- Entries:
*-*-*

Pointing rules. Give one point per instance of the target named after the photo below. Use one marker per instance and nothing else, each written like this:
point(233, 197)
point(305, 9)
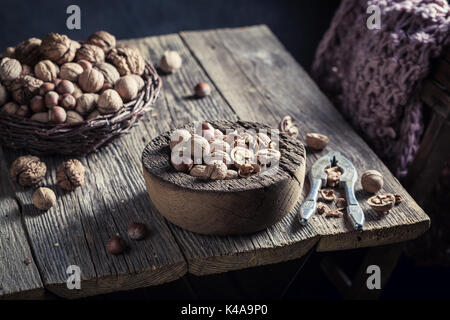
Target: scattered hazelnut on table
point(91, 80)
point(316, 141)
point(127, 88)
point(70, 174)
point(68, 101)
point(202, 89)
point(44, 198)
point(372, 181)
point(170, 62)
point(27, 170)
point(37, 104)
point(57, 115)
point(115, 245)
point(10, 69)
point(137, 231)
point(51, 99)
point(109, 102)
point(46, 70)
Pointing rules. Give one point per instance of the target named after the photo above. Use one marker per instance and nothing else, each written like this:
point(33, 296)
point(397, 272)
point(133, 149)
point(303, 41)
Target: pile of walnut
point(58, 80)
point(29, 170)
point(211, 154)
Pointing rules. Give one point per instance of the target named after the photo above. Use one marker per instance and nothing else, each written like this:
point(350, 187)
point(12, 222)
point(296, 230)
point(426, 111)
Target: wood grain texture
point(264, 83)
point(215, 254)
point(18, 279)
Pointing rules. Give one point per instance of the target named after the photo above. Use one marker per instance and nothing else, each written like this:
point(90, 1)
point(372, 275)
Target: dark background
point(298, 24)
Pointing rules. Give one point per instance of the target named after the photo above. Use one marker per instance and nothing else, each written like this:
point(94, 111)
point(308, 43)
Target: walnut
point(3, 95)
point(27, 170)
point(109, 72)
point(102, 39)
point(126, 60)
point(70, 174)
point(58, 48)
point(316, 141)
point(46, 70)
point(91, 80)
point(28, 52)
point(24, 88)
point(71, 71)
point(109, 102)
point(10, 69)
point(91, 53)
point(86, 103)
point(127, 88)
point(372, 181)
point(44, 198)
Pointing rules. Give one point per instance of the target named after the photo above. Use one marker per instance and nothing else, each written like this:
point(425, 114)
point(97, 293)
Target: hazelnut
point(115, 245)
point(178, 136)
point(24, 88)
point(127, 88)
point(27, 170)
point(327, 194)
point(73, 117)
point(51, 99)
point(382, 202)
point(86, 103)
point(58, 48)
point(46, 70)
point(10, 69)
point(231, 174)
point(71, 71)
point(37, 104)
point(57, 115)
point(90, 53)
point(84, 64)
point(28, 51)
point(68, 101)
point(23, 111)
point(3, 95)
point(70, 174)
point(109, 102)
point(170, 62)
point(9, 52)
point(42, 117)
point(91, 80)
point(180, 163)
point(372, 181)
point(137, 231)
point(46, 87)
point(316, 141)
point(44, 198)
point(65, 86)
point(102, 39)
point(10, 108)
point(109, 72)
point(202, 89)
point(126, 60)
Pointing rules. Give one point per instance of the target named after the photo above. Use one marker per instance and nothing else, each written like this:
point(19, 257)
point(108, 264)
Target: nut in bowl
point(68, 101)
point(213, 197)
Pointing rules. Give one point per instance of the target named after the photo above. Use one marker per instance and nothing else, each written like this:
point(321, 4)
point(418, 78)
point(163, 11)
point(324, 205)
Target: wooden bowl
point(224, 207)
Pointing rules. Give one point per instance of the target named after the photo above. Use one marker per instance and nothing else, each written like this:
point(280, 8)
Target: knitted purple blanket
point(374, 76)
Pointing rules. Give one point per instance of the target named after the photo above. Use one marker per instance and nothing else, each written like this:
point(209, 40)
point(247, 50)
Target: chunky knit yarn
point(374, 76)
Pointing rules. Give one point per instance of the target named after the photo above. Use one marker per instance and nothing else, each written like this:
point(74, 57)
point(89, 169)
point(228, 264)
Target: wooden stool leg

*-*-*

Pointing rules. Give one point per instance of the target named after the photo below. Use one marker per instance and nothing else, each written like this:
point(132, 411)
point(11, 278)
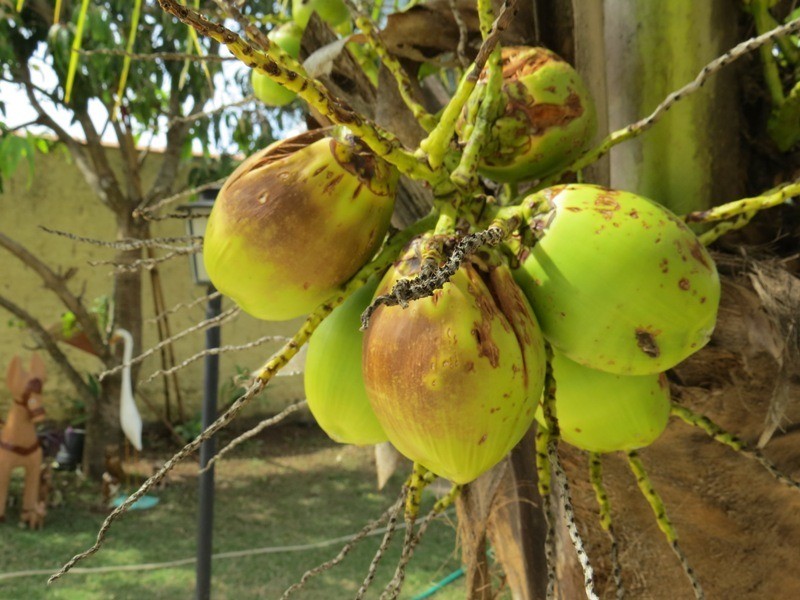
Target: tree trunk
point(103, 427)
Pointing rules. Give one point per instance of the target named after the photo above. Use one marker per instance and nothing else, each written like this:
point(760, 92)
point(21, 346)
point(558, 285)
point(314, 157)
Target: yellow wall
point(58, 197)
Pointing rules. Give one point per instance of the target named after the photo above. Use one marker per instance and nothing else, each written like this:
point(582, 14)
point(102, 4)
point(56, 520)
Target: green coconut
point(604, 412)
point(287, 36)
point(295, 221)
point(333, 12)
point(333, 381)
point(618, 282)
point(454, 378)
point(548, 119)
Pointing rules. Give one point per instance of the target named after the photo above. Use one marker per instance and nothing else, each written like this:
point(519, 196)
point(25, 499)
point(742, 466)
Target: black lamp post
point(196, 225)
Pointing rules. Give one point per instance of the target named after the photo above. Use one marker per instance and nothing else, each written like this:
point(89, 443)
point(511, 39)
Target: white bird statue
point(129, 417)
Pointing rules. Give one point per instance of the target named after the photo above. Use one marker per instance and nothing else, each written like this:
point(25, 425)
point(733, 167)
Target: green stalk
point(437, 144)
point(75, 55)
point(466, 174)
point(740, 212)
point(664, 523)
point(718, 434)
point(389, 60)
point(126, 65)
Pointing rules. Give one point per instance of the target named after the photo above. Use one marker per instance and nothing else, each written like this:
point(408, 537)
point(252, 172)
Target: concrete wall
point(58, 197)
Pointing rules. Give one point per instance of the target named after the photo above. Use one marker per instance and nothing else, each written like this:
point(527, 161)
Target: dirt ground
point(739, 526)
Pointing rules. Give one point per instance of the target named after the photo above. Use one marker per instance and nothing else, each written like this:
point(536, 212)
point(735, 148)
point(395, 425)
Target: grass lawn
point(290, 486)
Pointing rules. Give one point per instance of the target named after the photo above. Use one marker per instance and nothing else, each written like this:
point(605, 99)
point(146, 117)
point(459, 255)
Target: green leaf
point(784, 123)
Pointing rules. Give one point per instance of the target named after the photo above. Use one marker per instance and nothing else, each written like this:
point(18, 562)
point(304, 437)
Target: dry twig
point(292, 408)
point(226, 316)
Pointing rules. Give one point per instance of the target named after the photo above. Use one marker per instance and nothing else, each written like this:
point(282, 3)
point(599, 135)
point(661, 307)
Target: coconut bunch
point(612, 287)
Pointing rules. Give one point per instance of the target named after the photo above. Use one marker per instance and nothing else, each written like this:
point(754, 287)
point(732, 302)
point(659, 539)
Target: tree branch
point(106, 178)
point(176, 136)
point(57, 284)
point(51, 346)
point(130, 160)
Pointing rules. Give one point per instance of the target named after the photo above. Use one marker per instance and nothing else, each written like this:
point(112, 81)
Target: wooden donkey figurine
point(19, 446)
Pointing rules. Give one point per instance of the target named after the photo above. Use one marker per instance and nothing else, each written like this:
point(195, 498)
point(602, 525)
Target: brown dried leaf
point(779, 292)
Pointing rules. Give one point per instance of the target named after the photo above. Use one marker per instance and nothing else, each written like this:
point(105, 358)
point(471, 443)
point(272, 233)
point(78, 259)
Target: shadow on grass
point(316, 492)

*-*-*

- Given request: Please collect every line in the listing above that contains the string "hazelnut", matching case exactly, and list them as they appear.

- Completed task:
Target: scattered hazelnut on table
Target: hazelnut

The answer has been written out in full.